The mint produced coins every year from 1838 through 1861. Denominations produced included $1.00; $2.50 (quarter eagles); $3.00 (1854 only); and $5.00 (half eagles).

==The Civil War==
When the American Civil War broke out in 1861, the Dahlonega Mint was seized by the Confederates. It is believed that after the Confederates took over the mint in 1861, that some gold dollars and half eagles were minted under the authority of the Confederate States Government. The exact number of 1861-D gold dollars produced is unknown, while approximately 1,597 1861-D half eagles were struck. Because of their relatively low mintage, all Dahlonega-minted gold coins are rare. It is generally accepted that gold coins estimated to exceed $6 million were minted here.

==Post Civil War==
After the end of the Civil War, The United States Government decided against reopening the mint. The building was unused until the founding of the University of North Georgia (or North Georgia College, as it was initially known) in 1873. The mint building was used as the main academic and administrative building for the college until a fire destroyed the original building in December 1878. A new building for the college was erected on the foundations of the old mint building. This building is now named Price Memorial Hall after William P. Price, the founder of the college, and is still used by the college today.

* Data section
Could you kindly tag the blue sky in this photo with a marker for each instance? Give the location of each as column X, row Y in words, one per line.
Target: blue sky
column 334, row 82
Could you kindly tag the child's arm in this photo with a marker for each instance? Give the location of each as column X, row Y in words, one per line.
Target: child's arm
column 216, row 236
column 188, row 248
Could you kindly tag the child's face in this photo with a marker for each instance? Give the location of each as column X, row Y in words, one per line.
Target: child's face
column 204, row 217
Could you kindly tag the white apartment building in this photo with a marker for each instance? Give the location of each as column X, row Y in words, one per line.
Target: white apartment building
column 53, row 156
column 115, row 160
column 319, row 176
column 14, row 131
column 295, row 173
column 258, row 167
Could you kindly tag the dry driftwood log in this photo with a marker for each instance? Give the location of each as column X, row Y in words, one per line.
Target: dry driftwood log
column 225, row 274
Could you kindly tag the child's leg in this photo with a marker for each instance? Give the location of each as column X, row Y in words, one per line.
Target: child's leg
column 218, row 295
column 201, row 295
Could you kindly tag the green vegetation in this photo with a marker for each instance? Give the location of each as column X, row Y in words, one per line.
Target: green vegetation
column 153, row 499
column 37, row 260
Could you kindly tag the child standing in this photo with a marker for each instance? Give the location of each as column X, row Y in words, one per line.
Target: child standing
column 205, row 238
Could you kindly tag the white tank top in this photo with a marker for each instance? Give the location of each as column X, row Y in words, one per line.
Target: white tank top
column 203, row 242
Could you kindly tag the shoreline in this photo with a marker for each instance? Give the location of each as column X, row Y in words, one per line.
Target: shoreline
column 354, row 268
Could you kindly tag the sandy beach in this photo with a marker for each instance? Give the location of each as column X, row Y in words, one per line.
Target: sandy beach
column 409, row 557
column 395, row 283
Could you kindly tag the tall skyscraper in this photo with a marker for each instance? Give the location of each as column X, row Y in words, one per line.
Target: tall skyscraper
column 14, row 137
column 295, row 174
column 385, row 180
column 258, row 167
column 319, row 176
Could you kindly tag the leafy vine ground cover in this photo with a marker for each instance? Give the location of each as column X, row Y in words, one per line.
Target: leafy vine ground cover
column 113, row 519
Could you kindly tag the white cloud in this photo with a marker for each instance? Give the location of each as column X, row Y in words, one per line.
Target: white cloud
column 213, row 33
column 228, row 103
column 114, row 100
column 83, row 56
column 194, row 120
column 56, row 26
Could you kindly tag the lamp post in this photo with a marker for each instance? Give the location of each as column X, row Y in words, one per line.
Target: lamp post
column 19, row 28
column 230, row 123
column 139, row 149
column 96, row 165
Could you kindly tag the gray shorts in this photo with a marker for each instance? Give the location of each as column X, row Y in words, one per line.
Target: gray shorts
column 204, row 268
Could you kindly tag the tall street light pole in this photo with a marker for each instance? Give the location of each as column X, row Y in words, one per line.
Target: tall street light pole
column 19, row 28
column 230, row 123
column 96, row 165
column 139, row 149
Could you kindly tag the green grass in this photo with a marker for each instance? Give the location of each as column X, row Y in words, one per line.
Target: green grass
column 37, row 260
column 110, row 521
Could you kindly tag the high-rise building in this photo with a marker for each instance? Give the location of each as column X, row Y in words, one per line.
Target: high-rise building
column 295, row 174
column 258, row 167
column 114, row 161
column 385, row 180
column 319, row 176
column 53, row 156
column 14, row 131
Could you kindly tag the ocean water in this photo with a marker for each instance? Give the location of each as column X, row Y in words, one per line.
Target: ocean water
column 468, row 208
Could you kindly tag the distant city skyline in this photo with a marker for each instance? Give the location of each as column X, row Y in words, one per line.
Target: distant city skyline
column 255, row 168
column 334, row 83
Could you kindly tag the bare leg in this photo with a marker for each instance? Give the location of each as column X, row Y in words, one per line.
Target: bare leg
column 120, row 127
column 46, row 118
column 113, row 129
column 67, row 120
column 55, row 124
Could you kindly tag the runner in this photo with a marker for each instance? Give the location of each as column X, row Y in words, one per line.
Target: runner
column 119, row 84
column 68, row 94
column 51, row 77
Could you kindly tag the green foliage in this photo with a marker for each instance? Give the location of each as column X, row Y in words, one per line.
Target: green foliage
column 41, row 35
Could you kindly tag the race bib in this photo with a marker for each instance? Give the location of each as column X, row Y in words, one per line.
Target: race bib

* Exercise tasks
• A. From the passage on the Dahlonega Mint, list every coin denomination the mint produced, with any coin name the passage gives for it.
• B. Pick up the Dahlonega Mint passage after its final sentence and keep writing.

* Per-task outputs
• A.
- $1.00
- $2.50 (quarter eagles)
- $3.00 (1854 only)
- $5.00 (half eagles)

• B.
Gold leaf from this area also covers the exterior of the domed roof over the rotunda of the Georgia State Capitol in Atlanta. Local media often refer to the state legislature's activities as what's going on "under the gold dome". After the capitol building was gold leafed, citizens of Dahlonega began a campaign to gold leaf Price Memorial Hall after the same fashion as the capitol.

For other United States Mint facilities, see Historical United States mints.

==Superintendents==
Six men acted as Superintendent of the Dahlonega Mint.
- Joseph Singleton, 1838–1841. President Andrew Jackson nominated him for the position on December 19, 1836, which was approved by the United States Senate Committee on Finance.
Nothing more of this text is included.